TASK DETAILS: Return every entry exactly as written.

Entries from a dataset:
....
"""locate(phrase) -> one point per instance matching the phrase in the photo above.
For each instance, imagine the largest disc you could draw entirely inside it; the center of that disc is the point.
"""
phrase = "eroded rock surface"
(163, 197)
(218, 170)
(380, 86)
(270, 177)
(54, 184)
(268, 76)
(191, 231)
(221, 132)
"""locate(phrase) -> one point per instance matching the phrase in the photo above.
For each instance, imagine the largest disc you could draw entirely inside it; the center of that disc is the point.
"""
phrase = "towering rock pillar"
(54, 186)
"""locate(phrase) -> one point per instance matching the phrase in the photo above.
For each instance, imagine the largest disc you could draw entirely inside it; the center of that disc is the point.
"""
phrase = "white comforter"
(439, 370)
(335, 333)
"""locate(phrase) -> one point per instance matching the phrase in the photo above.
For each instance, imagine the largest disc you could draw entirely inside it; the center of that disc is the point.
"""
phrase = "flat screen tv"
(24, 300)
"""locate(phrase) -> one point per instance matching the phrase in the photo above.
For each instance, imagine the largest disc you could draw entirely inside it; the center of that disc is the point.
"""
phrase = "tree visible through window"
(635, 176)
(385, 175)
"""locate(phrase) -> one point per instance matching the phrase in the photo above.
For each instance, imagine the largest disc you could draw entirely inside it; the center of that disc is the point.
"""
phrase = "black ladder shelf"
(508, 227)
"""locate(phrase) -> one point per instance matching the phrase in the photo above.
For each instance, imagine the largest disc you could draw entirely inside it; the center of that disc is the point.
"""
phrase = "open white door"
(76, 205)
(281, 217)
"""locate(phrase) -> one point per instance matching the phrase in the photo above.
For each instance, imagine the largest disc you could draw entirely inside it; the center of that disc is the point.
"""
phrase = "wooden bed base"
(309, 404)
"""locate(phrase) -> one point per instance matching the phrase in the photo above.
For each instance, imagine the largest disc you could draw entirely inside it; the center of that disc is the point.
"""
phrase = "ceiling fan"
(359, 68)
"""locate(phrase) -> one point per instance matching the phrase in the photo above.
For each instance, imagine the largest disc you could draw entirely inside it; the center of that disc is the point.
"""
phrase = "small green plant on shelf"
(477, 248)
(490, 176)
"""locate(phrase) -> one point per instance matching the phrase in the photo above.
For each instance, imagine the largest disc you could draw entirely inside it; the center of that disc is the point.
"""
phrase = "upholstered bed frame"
....
COMPLETED EXERCISE:
"""locate(phrase) -> one point per instance matching the phrase in the photo above.
For each instance, imagine the largest disc you could draw entirely inside it; the center of that disc is the point.
"""
phrase = "eroded rock surface"
(163, 197)
(218, 170)
(380, 86)
(270, 177)
(54, 184)
(268, 76)
(191, 231)
(221, 132)
"""locate(phrase) -> one point per instance matching the phrase in the photo above.
For each instance, imagine the largest disc you could draw entirely inside it; the center of that disc is the point.
"""
phrase = "towering rock pillar"
(54, 186)
"""locate(phrase) -> one point per instance matching the phrase in the photo above.
For each instance, imagine the largest disc you could draw entirely inside it; the center of that disc is the point.
"""
phrase = "white comforter"
(439, 370)
(335, 333)
"""locate(phrase) -> one point per instance matching the phrase in the photo above.
For each instance, imagine the largest disc you could draw entirely inside it; the center of that disc is the point.
"""
phrase = "flat screen tv"
(24, 300)
"""locate(phrase) -> one point per instance matching the phrase in the photo above.
For each instance, imagine the largest disc you could draw entirely inside it; the center of that disc is the point.
"""
phrase = "tree visible through window"
(635, 176)
(385, 175)
"""locate(phrase) -> one point per instance matching the phrase in the photo above.
For each instance, imagine the largest disc you could draw entirely inside it; the center of that disc is the point.
"""
phrase = "black ladder shelf"
(508, 227)
"""locate(phrase) -> one point per instance matching the phrase in the photo above.
For each instance, imagine the largest disc you could draw entirely inside it; the center of that disc is the point.
"""
phrase = "open white door"
(76, 205)
(281, 217)
"""locate(phrase) -> one point per instance matching the phrase in the photo above.
For each instance, imagine the largest disc you could draw entirely inside it; the center of that disc is the point.
"""
phrase = "wooden bed base"
(309, 404)
"""locate(phrase) -> one point per instance matching the phrase in the photo above.
For each instance, imagine the largest disc you could draw entirely inside it; the center of that disc is the point.
"""
phrase = "ceiling fan"
(359, 68)
"""locate(phrase) -> one point per instance matching the phrase in the photo above.
For each instance, imagine the largest disc you could draw entirely inside it; the center of that disc is the point.
"""
phrase = "small green plant on shelf"
(477, 248)
(490, 176)
"""locate(phrase) -> one point per instance matching the phrase in the photo above.
For each instance, imagine the largest disc you could draw entirely inside it; the center of that disc is the point.
"""
phrase = "upholstered bed frame"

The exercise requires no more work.